▶ Document passage
· · · ·

First political speech rights and now religious viewpoints — what’s next for this edition of the U.S. Supreme Court to bestow on corporations?

We shudder to think.

The decision in Sebelius v. Hobby Lobby and Conestoga Wood v. Sebelius is being touted in some quarters as a victory for religious freedom. The 5-4 majority ruled corporate leadership could refuse to pay for employees’ contraception because of their religious beliefs and therefore can excuse themselves from what the Affordable Care Act calls for in health care coverage.

Using the congressionally approved Religious Freedom Restoration Act, Justice Samuel A. Alito Jr., writing for the majority, said the requirement that these health care plans cover all contraception, “clearly imposes a substantial burden” on the owner’s beliefs in these privately held corporations, since the owners of these companies each hold religious beliefs that life begins at conception and objected to providing particular contraceptives — intrauterine devices (IUDs) and the “morning after” pill.

We could be asking what business is it of corporations knowing what kind of contraceptive their employees may use? And clearly this ruling puts the interests of a corporation above the individuals who are its employees, in this particular case women.

We agree with Justice Ruth Bader Ginsburg, who in her stinging dissent, said the ruling opens wide the door for “... commercial enterprises, including corporations, along with partnerships and sole proprietorships (opting) out of any law (saving only tax laws) they judge incompatible with their sincerely held religious beliefs.”

Making this more unpalatable for Ginsburg was that “Until this litigation, no decision of this Court recognized a for-profit corporation’s qualification for a religious exemption from a generally applicable law, whether under the Free Exercise Clause or RFRA. The absence of such precedent is just what one would expect, for the exercise of religion is characteristic of natural persons, not artificial legal entities. As Chief Justice Marshall observed nearly two centuries ago, a corporation is ‘an artificial being, invisible, intangible, and existing only in contemplation of law.’”

Alito, noting Ginsburg’s dissent, says the decision carries neither the impetus for privately held corporations to expand their objections beyond contraceptions, vaccinations, for example, nor for publicly traded companies to try to get in on the action. This, of course, ignores the real world consequences seen via the court’s earlier corporation ruling in Citizens United, which allowed a greater flow of corporate money in public campaigns.

The majority opinion here erred in placing corporations above people. Congress needs to find a way to fix this.

· · · ·

▶ Dataset
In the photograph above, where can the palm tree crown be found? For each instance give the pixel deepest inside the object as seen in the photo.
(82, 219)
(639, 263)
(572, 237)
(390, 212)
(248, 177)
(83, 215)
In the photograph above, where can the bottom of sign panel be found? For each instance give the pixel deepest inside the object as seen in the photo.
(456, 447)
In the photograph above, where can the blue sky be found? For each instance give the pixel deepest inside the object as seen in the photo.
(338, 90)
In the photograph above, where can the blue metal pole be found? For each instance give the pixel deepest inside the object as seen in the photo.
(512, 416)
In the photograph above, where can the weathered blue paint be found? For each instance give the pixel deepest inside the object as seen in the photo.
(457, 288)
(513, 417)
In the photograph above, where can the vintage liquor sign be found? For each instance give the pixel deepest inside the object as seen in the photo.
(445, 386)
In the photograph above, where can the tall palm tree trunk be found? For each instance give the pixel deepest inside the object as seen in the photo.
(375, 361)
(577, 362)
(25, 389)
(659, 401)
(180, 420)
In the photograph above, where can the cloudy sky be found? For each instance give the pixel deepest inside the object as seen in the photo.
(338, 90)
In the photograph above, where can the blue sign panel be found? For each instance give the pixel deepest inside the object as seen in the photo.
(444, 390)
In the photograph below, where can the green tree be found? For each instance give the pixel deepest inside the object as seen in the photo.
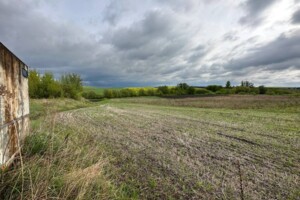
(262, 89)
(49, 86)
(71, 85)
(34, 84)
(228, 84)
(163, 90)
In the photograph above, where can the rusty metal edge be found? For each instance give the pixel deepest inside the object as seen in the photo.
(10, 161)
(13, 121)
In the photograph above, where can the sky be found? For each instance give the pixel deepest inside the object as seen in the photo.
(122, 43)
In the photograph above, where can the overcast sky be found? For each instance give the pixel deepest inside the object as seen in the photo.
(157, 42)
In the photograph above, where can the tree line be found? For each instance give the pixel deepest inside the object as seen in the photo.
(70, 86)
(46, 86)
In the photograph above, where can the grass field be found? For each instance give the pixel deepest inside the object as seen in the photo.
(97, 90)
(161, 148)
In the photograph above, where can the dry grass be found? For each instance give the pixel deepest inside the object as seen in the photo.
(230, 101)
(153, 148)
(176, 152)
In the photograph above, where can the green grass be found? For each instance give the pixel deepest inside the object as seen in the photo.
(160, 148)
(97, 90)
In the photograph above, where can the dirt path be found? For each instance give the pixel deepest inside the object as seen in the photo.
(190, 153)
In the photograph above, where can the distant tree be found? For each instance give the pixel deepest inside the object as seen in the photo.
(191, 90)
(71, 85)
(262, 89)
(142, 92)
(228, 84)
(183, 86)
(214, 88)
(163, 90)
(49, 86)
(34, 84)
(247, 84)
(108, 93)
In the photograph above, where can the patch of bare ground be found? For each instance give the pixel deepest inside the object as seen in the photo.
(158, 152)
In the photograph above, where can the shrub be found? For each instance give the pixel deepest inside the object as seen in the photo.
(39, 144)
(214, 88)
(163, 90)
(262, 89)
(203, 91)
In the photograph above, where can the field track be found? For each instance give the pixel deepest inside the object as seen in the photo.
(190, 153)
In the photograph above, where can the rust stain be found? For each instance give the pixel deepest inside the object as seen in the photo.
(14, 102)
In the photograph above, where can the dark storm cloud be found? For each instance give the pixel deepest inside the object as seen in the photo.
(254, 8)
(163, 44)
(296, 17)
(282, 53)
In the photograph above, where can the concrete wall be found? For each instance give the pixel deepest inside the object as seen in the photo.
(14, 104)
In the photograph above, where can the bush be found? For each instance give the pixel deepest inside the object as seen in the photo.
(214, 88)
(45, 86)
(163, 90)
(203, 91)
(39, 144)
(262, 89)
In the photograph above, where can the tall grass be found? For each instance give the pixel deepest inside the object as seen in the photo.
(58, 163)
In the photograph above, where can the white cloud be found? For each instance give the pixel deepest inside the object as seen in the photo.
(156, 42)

· · · ·

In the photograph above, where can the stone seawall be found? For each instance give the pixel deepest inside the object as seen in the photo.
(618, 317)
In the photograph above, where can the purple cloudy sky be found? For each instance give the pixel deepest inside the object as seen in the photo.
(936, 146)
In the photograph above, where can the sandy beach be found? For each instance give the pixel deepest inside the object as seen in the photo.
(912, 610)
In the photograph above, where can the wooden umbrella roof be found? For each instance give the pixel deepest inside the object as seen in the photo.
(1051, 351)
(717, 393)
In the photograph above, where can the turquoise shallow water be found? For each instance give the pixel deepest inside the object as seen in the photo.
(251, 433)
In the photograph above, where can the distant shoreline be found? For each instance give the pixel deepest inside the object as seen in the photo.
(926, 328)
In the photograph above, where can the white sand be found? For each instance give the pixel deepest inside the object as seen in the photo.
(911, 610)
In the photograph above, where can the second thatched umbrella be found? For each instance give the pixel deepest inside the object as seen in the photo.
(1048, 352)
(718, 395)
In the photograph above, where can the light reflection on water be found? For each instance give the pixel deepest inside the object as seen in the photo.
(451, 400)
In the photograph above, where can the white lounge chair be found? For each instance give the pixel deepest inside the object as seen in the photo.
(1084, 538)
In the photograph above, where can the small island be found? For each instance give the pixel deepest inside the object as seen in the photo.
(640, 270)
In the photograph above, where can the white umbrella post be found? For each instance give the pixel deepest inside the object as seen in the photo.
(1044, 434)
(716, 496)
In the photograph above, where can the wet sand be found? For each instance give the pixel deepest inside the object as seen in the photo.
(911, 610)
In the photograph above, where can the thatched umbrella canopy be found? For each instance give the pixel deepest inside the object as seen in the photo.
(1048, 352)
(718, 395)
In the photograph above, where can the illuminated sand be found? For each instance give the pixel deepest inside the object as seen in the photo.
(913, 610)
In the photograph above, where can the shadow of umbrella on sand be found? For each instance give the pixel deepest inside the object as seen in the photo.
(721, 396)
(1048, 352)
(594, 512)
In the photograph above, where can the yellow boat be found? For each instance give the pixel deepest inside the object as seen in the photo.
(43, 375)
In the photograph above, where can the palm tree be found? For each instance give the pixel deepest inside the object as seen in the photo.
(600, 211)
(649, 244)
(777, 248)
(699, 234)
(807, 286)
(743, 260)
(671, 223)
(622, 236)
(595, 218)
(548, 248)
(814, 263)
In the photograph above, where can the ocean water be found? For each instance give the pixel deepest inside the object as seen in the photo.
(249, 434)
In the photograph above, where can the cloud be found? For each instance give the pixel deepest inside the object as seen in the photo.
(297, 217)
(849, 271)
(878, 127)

· · · ·

▶ Apply what you read
1. Answer these questions about the Hobby Lobby editorial.
(a) What was the vote split of the majority that decided the case?
(b) Which two contraceptives did the companies' owners object to providing?
(c) Which earlier ruling allowed a greater flow of corporate money in public campaigns?
2. Extract the part of the Hobby Lobby editorial from "Alito, noting Ginsburg’s" up to and including "in public campaigns.", word for word.
3. Summarize the Hobby Lobby editorial in two sentences.
The rows come from a separate source that has no connection to the editorial.

▶ Problem solutions
1.
(a) 5-4
(b) Intrauterine devices (IUDs) and the "morning after" pill
(c) Citizens United

2.
Alito, noting Ginsburg’s dissent, says the decision carries neither the impetus for privately held corporations to expand their objections beyond contraceptions, vaccinations, for example, nor for publicly traded companies to try to get in on the action. This, of course, ignores the real world consequences seen via the court’s earlier corporation ruling in Citizens United, which allowed a greater flow of corporate money in public campaigns.

3. A 5-4 Supreme Court majority ruled that corporate leadership could refuse, on religious grounds, to pay for employees' contraception that the Affordable Care Act calls for in health care coverage. The editorial agrees with Justice Ginsburg's dissent, holds that the majority erred in placing corporations above people, and says Congress needs to find a way to fix this.